___ Testo fornito

In ogni caso, i policymakers europei si sono pubblicamente impegnati ad impedire che il TTIP riduca gli standard europei. Hanno inoltre risposto ai numerosi richiami della società civile in termini di trasparenza dei negoziati, per esempio rendendo pubblico il mandato del Consiglio Europeo alla Commissione in materia di TTIP, il quale contiene le linee strategiche fondamentali per i negoziati. Rappresentati del Parlamento Europeo incontrano i negoziatori europei a inizio e fine di ciascun round di negoziati, e hanno accesso selezionato ai documenti interni dei negoziati. Sarà poi proprio il Parlamento ad approvare o meno il testo finale del TTIP, potere già esercitato a sfavore di un trattato internazionale con gli USA in occasione del trattato sulla protezione dei dati (ACTA). Maggiore trasparenza e una forte enfasi sul processo democratico che tocca il TTIP hanno come obiettivo ridurre i timori della popolazione che i negoziati rispondano solo a delle logiche di business.

______

▸ Compiti da svolgere
- A) Nel testo sul TTIP, in quali momenti i rappresentanti del Parlamento Europeo incontrano i negoziatori europei?
- B) Per favore, prosegui il testo sul TTIP a partire dalla sua ultima frase.
I record non hanno alcun legame con il testo sul TTIP.

___ Record forniti

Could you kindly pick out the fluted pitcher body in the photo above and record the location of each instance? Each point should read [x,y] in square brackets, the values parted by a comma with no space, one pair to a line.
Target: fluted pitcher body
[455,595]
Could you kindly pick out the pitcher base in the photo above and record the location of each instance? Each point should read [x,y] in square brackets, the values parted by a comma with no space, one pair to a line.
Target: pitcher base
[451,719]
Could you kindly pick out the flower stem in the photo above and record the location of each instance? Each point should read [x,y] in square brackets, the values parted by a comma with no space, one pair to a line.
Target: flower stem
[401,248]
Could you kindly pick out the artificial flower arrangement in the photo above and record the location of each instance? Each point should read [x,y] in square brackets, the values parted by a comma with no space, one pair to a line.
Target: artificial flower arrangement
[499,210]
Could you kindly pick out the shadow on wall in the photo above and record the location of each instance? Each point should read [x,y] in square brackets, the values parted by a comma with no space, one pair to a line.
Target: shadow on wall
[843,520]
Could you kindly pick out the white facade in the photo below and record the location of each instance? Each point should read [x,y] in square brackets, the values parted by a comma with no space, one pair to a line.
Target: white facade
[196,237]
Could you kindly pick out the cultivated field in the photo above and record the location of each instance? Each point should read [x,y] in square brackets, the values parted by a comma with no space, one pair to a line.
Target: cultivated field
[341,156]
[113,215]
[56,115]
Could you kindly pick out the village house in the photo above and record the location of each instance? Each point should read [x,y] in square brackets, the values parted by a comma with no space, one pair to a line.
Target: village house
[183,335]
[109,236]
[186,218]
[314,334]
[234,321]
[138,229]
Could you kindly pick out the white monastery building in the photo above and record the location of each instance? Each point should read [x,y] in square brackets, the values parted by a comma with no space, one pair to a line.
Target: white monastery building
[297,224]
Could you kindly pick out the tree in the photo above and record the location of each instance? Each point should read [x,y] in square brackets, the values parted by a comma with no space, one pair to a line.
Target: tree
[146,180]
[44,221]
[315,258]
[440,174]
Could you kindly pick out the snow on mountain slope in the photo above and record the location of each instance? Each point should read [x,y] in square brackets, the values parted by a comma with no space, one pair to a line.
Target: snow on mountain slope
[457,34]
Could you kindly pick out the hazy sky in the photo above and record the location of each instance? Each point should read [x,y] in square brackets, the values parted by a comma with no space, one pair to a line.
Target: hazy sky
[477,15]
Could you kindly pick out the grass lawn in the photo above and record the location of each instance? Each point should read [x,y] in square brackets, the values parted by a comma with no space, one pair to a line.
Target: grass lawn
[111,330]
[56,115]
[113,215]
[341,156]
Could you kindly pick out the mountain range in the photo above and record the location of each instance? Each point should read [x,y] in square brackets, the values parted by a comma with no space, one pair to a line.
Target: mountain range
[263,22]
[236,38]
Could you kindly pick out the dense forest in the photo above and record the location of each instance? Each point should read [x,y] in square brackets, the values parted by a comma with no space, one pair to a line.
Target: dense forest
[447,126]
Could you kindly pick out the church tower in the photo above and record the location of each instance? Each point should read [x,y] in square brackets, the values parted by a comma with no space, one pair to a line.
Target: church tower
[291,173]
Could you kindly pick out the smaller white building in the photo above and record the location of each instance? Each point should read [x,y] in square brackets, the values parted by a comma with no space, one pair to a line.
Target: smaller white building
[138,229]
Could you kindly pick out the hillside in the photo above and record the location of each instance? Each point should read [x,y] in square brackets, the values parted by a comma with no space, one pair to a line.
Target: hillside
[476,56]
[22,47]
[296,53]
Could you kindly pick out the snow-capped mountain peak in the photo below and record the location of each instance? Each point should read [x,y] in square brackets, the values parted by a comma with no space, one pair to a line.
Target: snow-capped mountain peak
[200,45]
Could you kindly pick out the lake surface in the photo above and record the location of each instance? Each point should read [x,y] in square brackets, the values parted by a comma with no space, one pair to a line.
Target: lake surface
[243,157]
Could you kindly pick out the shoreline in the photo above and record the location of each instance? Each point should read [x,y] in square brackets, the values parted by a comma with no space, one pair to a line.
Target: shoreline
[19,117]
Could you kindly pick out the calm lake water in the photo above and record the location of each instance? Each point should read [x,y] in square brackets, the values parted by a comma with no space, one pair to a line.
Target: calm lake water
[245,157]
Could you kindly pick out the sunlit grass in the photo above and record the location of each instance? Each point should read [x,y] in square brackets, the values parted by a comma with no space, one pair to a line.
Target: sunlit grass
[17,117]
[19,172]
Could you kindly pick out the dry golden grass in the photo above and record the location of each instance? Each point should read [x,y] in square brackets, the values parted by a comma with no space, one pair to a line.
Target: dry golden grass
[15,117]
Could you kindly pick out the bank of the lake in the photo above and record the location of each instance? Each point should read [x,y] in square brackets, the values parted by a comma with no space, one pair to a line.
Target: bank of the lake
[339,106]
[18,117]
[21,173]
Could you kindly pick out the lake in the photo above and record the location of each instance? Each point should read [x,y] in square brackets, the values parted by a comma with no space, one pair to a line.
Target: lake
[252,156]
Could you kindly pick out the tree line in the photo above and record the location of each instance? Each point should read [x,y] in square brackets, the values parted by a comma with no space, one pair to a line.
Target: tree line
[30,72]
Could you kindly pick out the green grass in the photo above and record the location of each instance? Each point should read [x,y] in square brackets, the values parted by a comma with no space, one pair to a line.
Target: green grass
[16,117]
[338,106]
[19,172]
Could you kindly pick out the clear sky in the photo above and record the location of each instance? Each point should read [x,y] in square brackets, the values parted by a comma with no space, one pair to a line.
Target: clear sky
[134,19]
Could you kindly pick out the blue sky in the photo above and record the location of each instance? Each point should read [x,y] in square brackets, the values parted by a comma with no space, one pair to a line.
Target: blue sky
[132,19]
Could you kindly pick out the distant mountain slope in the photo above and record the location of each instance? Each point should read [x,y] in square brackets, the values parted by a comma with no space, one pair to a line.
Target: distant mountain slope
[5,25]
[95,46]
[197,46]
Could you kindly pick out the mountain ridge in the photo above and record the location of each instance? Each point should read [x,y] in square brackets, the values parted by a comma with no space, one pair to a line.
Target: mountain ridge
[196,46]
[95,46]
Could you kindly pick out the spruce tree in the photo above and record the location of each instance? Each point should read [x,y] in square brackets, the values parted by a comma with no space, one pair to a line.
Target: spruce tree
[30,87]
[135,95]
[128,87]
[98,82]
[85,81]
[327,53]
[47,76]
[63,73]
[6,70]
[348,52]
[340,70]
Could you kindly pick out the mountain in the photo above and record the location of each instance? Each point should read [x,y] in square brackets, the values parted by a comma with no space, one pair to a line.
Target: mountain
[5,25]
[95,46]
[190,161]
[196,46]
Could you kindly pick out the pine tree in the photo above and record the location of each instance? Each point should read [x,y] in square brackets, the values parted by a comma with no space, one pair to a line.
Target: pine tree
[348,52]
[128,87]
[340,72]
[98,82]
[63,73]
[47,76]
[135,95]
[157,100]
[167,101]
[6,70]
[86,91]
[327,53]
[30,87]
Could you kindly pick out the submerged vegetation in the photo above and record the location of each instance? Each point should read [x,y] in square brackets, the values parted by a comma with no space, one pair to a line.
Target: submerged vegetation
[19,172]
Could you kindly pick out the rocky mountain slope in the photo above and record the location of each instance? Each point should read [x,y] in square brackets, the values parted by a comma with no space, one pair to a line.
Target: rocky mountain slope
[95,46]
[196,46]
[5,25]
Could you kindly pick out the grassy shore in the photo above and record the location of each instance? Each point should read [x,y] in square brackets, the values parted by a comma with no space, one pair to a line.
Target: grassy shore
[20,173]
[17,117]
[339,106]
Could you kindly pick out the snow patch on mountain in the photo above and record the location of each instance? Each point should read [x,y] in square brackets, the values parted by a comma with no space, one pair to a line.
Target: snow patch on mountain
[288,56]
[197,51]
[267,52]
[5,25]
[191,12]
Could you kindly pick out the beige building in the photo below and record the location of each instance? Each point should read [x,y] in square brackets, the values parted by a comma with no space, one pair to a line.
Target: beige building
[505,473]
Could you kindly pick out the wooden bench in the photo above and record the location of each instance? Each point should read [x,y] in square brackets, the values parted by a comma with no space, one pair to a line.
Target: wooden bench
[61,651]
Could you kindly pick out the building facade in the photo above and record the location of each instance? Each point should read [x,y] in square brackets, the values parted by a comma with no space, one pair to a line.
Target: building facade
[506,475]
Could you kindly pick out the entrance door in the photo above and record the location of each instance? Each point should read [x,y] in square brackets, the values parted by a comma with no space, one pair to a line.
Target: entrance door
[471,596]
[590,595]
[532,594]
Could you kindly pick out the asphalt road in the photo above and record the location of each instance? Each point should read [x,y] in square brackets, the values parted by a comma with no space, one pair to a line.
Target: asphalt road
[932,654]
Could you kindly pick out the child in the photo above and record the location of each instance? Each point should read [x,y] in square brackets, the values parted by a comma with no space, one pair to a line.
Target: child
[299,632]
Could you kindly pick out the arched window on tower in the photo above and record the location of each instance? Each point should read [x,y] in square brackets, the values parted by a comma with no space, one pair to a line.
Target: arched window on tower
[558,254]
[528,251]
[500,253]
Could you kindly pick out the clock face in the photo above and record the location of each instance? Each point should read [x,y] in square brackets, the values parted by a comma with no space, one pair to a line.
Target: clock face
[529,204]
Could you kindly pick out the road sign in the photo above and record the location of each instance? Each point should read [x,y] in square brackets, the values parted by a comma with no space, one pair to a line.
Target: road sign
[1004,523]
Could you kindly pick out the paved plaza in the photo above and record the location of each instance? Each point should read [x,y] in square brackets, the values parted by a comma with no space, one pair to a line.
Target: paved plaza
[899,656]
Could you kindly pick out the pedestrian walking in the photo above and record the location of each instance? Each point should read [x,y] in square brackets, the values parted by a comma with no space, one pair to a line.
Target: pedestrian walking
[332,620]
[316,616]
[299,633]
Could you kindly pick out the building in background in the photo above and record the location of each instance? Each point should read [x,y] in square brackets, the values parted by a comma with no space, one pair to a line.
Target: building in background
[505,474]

______

▸ Esercizi risolti
- A) All'inizio e alla fine di ciascun round di negoziati.

- B)
Il terzo grande capitolo di contestazione del TTIP in Europa tocca la clausola di protezione degli investimenti (investor-state dispute settlement, ISDS). L’opinione pubblica europea teme questi accordi possano limitare la capacità di legiferare degli Stati europei anche di fronte a legittimi obiettivi di interesse generale. Si offrirebbe infatti a un investitore straniero un canale di giudizio precluso agli investitori domestici, aggirando il giudizio nelle corti nazionali. Ulteriori riserve sono legate alla sostanziale segretezza degli atti dell’arbitraggio, al fatto che non si possa ricorrere contro la decisione del primo e unico grado di giudizio, alla mancanza di limiti nelle penali che gli Stati possono dover pagare agli investitori in caso di perdita della causa, e al conflitto di interessi che può toccare i giudici coinvolti nell’arbitraggio. A difesa del provvedimento i negoziatori argomentano che il TTIP dovrebbe garantire miglioramenti rispetto alle clausole ISDS esistenti, ad esempio restringendo l’ambito dei possibili ricorsi, e abolendo la segretezza degli atti e i provvedimenti che generano conflitto di interessi.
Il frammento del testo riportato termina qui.